• **Set task 1**: Translate this sentence from the race report into Spanish: "It's my last truck race with Kyle Busch Motorsports."
• **Set task 2**: According to the race report, for how many laps did Gragson stay out front after the final stage began?
• **Set task 3**: Please reproduce the race report's text from "Gragson: ‘I Wanted" to "at Homestead-Miami Speedway.".

* Begin Excerpt *

Photo: Jared C. Tilton/Getty Images

Gragson: ‘I Wanted to Go Out on Top, But It Just Wasn’t Meant to Be’

By David Morgan, NASCAR Editor

HOMESTEAD, Fla. – Noah Gragson wanted nothing more than to leave Kyle Busch Motorsports with a championship before departing for the NASCAR Xfinity Series next year, but the driver of the No. 18 Toyota ultimately came up short of that goal Friday night at Homestead-Miami Speedway.

“Racing for a championship, I never would have dreamed of that when I started racing six years ago that I’d be in this position with Kyle Busch Motorsports and Safelite AutoGlass, Toyota, Switch, everybody who helps me,” Gragson said. “It’s my last truck race with Kyle Busch Motorsports. Man, I wanted to go out on top, but it just wasn’t meant to be.

“It’s just a bummer, but hey, no bad days, right? We’re going to move on to the next year in the Xfinity Series. I’m pumped up about that, but this one is going to hurt for a while.”

After starting third, Gragson climbed up to second place behind polesitter Grant Enfinger and bided his time, finishing the first stage there. When the second stage began, Gragson made his move, taking over the lead for the first couple of laps following the restart before dropping back for the remainder of the stage, finishing second when the green-checkered flag flew for the second time.

When the final stage began, Gragson leaped to the lead once more, staying out front for 32 laps and staging a thrilling battle with eventual winner and champion Brett Moffitt in the process.

As the field neared their window for the final round of pit stops, Gragson fell off the pace, thinking he had a tire going down and by the time pit stops cycled through, the damage had already been done as Moffitt had a nearly four second lead over Gragson.

Though he ran as hard as he could to try and catch him, it was too little, too late for Gragson as he finished third behind Moffitt and Enfiger to finish the season second in points.

* End Excerpt *
* Begin Data provided *

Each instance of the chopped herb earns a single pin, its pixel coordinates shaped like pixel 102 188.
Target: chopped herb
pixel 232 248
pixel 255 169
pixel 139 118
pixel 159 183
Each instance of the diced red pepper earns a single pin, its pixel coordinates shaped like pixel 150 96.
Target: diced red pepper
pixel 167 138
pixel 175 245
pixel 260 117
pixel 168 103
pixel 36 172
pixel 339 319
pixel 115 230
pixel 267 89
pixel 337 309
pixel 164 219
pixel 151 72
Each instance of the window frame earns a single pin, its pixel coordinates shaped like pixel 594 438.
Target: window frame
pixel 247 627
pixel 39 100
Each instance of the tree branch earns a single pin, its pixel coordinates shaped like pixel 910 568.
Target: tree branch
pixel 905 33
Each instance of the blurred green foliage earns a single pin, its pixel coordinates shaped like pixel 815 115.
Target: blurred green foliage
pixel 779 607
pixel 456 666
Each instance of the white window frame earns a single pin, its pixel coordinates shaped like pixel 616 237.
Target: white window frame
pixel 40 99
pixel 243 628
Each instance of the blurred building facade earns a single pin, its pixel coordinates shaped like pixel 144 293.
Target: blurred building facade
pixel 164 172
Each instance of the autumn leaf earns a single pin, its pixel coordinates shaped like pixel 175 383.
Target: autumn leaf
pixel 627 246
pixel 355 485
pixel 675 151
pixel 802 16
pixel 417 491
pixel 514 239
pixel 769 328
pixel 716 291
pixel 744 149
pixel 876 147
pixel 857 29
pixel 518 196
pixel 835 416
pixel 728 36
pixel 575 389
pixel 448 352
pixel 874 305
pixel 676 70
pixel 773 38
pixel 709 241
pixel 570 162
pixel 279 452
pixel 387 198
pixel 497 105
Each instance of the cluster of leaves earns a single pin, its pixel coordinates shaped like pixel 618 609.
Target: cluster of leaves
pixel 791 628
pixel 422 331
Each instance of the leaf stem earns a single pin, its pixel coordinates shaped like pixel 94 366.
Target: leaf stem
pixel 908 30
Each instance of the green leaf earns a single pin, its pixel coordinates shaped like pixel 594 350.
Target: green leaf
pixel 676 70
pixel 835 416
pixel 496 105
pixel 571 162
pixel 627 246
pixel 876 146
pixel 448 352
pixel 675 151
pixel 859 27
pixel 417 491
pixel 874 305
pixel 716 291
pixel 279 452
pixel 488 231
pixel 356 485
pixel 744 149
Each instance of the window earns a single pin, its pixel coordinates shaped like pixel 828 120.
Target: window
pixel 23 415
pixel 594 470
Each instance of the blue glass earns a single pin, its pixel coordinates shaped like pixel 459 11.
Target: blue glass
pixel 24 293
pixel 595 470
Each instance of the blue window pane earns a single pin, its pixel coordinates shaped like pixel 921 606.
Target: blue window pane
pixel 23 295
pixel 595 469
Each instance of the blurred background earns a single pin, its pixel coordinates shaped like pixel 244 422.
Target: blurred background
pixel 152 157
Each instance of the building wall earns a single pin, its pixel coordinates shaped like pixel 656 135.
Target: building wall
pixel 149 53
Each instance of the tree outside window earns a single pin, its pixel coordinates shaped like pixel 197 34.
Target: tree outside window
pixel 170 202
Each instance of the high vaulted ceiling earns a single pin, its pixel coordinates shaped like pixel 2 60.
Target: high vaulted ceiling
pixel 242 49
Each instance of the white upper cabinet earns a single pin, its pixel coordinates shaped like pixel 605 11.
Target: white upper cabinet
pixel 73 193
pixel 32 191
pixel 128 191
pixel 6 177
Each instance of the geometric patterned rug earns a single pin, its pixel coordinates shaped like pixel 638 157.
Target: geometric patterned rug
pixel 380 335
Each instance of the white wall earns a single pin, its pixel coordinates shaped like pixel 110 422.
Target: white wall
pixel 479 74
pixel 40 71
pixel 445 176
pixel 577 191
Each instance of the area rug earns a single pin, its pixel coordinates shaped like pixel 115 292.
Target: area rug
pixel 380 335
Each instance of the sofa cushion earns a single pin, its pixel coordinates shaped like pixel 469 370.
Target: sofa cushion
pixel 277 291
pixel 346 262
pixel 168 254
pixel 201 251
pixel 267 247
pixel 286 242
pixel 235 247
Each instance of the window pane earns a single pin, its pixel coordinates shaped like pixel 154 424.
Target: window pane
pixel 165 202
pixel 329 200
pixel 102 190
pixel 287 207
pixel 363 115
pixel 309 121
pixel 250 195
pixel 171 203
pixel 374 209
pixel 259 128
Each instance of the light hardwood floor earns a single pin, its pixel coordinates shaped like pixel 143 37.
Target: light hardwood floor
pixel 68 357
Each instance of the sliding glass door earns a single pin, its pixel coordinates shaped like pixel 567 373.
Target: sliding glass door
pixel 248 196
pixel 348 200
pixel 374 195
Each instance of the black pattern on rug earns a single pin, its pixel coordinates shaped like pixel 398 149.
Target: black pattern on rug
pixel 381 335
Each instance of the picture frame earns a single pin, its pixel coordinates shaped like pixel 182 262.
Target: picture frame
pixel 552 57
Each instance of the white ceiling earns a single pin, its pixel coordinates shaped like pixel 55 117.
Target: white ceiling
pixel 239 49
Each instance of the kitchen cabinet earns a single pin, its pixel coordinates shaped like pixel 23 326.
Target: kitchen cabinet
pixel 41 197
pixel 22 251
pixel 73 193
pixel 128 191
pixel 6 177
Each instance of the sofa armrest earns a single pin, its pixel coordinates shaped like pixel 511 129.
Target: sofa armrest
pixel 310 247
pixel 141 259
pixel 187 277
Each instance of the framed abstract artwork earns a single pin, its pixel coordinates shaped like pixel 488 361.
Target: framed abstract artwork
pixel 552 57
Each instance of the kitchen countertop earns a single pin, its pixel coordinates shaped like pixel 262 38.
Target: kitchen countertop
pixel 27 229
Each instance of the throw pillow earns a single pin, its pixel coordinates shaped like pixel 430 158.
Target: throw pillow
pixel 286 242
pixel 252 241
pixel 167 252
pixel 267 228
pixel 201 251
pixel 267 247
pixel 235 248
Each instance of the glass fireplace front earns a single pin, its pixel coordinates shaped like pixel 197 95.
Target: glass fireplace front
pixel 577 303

* End Data provided *

• **Exercise result 1**: Es mi última carrera de camionetas con Kyle Busch Motorsports.

• **Exercise result 2**: 32 laps.

• **Exercise result 3**:
Gragson: ‘I Wanted to Go Out on Top, But It Just Wasn’t Meant to Be’

By David Morgan, NASCAR Editor

HOMESTEAD, Fla. – Noah Gragson wanted nothing more than to leave Kyle Busch Motorsports with a championship before departing for the NASCAR Xfinity Series next year, but the driver of the No. 18 Toyota ultimately came up short of that goal Friday night at Homestead-Miami Speedway.